Request » In the entries below, output each line as a JSON list of strings, one string per line and no blank lines, starting at the line with "of the shadow" and running through the end of the entries.
===
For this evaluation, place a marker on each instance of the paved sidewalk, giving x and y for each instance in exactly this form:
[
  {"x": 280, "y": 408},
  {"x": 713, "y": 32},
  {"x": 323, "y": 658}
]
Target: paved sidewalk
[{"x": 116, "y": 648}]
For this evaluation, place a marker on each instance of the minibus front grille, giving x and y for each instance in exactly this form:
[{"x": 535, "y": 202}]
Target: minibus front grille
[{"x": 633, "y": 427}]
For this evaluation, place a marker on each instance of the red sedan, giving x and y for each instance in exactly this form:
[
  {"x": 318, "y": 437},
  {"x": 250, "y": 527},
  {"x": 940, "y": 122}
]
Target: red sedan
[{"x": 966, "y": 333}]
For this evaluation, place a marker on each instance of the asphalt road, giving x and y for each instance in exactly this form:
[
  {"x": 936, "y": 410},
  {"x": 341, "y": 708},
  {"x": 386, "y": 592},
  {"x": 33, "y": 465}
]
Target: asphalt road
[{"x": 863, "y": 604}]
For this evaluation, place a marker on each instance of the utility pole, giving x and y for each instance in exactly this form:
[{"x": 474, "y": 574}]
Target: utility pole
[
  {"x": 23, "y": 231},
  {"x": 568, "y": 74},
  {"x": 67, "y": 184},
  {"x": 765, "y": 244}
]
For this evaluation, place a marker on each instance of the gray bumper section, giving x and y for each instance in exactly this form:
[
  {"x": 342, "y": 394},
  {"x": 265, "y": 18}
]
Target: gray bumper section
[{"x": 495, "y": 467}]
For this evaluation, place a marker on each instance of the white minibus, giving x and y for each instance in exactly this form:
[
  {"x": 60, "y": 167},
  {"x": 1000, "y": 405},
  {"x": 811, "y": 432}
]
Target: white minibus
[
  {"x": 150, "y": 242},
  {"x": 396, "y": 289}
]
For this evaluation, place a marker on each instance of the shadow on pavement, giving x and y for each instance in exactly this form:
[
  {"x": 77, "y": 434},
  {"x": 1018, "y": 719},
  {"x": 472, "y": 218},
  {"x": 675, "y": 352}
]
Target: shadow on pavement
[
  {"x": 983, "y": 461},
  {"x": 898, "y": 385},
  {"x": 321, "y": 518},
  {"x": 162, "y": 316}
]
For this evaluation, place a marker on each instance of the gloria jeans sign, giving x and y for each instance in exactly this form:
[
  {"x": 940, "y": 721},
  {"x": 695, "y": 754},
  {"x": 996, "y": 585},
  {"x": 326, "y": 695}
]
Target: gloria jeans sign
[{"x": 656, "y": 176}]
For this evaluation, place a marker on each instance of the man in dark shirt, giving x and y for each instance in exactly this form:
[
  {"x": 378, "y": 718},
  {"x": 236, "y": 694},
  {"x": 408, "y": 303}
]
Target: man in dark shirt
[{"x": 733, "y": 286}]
===
Final answer »
[
  "For this evaluation, place a marker on each instance of the shadow on pavement, giving x and y for each instance in exactly this form:",
  "[",
  "  {\"x\": 77, \"y\": 434},",
  "  {\"x\": 1018, \"y\": 719},",
  "  {\"x\": 472, \"y\": 218},",
  "  {\"x\": 675, \"y\": 352}",
  "]",
  "Target: shadow on pavement",
  "[",
  "  {\"x\": 983, \"y\": 461},",
  "  {\"x\": 898, \"y\": 385},",
  "  {\"x\": 321, \"y\": 518},",
  "  {\"x\": 162, \"y\": 316}",
  "]",
  "For this evaluation, place a marker on each instance of the gloria jeans sign, giving x and y for each instance in exactly this form:",
  "[",
  "  {\"x\": 940, \"y\": 721},",
  "  {\"x\": 695, \"y\": 754},",
  "  {\"x\": 996, \"y\": 585},",
  "  {\"x\": 326, \"y\": 695}",
  "]",
  "Target: gloria jeans sign",
  "[{\"x\": 656, \"y\": 176}]",
  "For this evaluation, place a marker on each instance of the man in dark shirt, giving x and y for each instance in exactly this form:",
  "[",
  "  {\"x\": 378, \"y\": 718},",
  "  {\"x\": 236, \"y\": 694},",
  "  {\"x\": 408, \"y\": 303}",
  "]",
  "Target: man in dark shirt",
  "[{\"x\": 733, \"y\": 286}]"
]